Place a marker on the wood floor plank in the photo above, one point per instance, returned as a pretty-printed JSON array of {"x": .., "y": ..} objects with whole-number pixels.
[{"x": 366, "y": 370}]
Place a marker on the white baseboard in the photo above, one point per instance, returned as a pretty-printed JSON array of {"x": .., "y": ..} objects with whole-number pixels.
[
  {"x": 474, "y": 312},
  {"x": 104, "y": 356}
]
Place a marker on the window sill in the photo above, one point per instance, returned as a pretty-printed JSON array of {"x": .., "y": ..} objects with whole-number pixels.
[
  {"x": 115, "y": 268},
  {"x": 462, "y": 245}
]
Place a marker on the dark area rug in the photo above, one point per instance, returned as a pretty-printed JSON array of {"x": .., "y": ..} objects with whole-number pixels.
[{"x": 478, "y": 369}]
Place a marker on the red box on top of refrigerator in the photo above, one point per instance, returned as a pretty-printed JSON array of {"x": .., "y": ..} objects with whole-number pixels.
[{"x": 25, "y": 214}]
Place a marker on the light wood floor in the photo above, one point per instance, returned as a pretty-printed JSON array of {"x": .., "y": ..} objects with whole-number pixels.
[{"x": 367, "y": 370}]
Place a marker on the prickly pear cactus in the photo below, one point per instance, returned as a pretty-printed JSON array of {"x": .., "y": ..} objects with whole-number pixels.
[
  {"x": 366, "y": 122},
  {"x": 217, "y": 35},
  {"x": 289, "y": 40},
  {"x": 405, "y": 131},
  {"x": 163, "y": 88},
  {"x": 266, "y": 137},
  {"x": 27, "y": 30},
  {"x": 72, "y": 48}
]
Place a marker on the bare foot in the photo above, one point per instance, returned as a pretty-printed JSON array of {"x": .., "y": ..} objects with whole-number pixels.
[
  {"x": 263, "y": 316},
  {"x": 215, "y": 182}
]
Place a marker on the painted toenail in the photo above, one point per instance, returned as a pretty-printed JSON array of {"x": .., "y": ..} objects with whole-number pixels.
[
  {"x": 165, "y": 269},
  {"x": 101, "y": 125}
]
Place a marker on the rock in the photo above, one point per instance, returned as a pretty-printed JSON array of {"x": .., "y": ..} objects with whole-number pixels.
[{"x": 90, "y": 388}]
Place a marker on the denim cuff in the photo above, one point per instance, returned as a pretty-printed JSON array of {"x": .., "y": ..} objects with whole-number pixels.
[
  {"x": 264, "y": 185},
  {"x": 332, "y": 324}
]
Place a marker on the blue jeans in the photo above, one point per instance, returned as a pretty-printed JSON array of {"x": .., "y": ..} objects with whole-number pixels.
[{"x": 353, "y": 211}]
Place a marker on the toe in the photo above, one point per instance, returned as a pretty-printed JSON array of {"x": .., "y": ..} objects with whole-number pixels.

§ **Assignment**: Copy the material above verbatim.

§ **Exercise solution**:
Place a marker on the wood floor plank in the photo above, one point per instance, returned as a pretty-printed JSON array of {"x": .., "y": ..} objects with whole-number pixels.
[{"x": 366, "y": 370}]
Place a marker on the white baseboard in the photo above, one point per instance, returned as a pretty-printed JSON array of {"x": .., "y": ..} objects with whole-number pixels.
[
  {"x": 474, "y": 312},
  {"x": 104, "y": 356}
]
Place a marker on the window sill in the photo above, one point per instance, returned as a pretty-printed JSON array of {"x": .., "y": ..} objects with whole-number pixels.
[
  {"x": 115, "y": 268},
  {"x": 462, "y": 245}
]
Place a marker on the dark area rug in the photo above, one point per instance, returned as a pretty-printed JSON array of {"x": .., "y": ..} objects with whole-number pixels.
[{"x": 478, "y": 369}]
Place a marker on the red box on top of refrigerator in the photo above, one point per instance, returned as a pretty-printed JSON array of {"x": .., "y": ..} objects with whole-number pixels.
[{"x": 25, "y": 214}]
Place a marker on the light wood floor in the photo above, one point per instance, returned as a pretty-printed JSON array of {"x": .., "y": ..} objects with whole-number pixels.
[{"x": 367, "y": 370}]
Place a marker on the prickly pear cactus in the photo below, one point per instance, returned as a pretty-printed JSON array of {"x": .., "y": ..} objects with whole-number pixels.
[
  {"x": 366, "y": 122},
  {"x": 217, "y": 35},
  {"x": 289, "y": 40},
  {"x": 405, "y": 131},
  {"x": 163, "y": 88},
  {"x": 266, "y": 137},
  {"x": 27, "y": 30},
  {"x": 72, "y": 48}
]
Place a marker on the bare foot in the photo above, one point per instance, returned as a pretty-printed JSON array of {"x": .., "y": ..} objects with whole-number pixels.
[
  {"x": 263, "y": 316},
  {"x": 215, "y": 182}
]
Place a marker on the painted toenail in the photo above, one point per instance, returned as a pretty-printed JSON array of {"x": .., "y": ..} objects with whole-number pixels.
[
  {"x": 165, "y": 269},
  {"x": 101, "y": 125}
]
Place a marker on the rock in the photo above, one point per instance, returned as a pretty-printed JSON array of {"x": .., "y": ..} objects with whole-number pixels.
[{"x": 90, "y": 388}]
Place a marker on the denim cuff in the photo above, one point per instance, returned as a pretty-printed JSON array of {"x": .., "y": ..} objects with whole-number pixels.
[
  {"x": 264, "y": 185},
  {"x": 332, "y": 324}
]
Place a marker on the blue jeans in the photo above, one point per instance, returned as a pretty-printed JSON array of {"x": .., "y": ..} objects with whole-number pixels.
[{"x": 353, "y": 211}]
Place a marker on the toe in the photo above, one point per instance, returned as a pretty-printed JSON array of {"x": .., "y": ..} objects with whole-number pixels.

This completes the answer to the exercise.